» Records for processing:

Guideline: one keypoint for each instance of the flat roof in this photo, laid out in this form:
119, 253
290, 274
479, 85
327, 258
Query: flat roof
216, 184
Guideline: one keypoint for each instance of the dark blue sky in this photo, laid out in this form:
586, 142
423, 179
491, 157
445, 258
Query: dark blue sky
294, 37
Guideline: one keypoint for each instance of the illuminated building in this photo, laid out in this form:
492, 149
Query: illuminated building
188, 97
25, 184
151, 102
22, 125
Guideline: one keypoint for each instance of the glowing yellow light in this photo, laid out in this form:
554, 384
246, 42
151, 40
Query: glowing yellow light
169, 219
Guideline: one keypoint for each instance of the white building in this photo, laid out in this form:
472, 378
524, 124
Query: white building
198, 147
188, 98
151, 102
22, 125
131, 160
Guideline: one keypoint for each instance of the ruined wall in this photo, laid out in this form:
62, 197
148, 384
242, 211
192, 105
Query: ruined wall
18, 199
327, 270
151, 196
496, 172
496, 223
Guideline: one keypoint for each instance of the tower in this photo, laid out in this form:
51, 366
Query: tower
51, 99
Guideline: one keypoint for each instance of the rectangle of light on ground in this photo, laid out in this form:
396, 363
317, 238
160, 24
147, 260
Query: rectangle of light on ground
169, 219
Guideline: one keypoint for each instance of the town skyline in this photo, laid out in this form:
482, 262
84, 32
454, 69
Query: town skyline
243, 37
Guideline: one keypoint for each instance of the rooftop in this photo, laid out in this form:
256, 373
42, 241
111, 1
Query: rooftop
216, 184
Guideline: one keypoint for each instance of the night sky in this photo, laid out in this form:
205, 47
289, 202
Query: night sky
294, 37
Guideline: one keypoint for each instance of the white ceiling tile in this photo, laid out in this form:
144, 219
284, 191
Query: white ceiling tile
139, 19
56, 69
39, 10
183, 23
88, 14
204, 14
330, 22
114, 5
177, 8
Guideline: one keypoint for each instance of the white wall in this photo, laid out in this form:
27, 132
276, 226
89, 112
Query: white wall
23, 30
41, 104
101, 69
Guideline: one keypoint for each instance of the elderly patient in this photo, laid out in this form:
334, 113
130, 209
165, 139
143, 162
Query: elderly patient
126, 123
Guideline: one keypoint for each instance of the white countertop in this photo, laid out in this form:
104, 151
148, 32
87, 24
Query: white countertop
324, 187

» Your instructions: Each line of the data must be returned exactly.

» Answer to this problem:
Guideline: one keypoint for each instance of the flat roof in this photo, laid out in this form:
119, 253
290, 274
479, 85
327, 258
Query: flat roof
216, 184
Guideline: one keypoint for each instance of the dark blue sky in this photo, laid out in this form:
586, 142
423, 179
491, 157
445, 258
Query: dark blue sky
294, 37
Guideline: one keypoint for each instance of the illuminated building in this photo, laid out in this form:
492, 149
Query: illuminated building
188, 97
25, 184
151, 102
22, 125
Guideline: one keypoint for each instance of the glowing yellow light in this photo, laid out in this form:
554, 384
246, 42
151, 40
Query: glowing yellow light
169, 219
Guideline: one keypoint for each instance of the white building in this photo, laid out in this form:
472, 378
524, 124
Query: white building
198, 147
188, 98
151, 102
22, 125
131, 160
Guideline: one keypoint for each instance of the ruined wall in this photo, laid out in this form:
62, 197
148, 384
242, 211
192, 105
Query: ruined wall
18, 199
327, 270
151, 196
496, 172
496, 223
Guideline: one keypoint for each instance of the tower in this photo, laid out in this form:
51, 366
Query: tower
51, 99
Guideline: one keypoint for each instance of the rectangle of light on ground in this photo, laid out in this form:
396, 363
317, 238
160, 24
147, 260
Query: rectangle of light on ground
169, 219
Guideline: one keypoint for each instance of the town skyline in this photo, laid out in this form:
482, 262
84, 32
454, 69
Query: town skyline
243, 37
Guideline: one keypoint for each instance of the rooftop in this photo, laid out in this form:
256, 373
42, 241
111, 1
Query: rooftop
216, 184
Guideline: one keypoint for each instance of the night sky in this photo, laid out in this form:
205, 47
289, 202
Query: night sky
294, 37
Guideline: one keypoint for each instance of the white ceiling tile in this photo, laid out in this form:
144, 219
284, 191
Query: white ceiling tile
139, 19
56, 69
39, 10
183, 23
88, 14
204, 14
330, 22
114, 5
177, 8
Guideline: one keypoint for each instance of the white wall in this photo, laid out in this form:
27, 132
276, 226
89, 112
Query: white wall
23, 30
41, 104
101, 69
Guideline: one keypoint for each instance of the elderly patient in this photo, laid out in this form:
334, 113
130, 209
165, 139
143, 162
Query: elderly patient
126, 123
Guideline: one keypoint for each instance of the white countertop in this photo, laid out in this form:
104, 151
148, 32
87, 24
Query: white countertop
324, 187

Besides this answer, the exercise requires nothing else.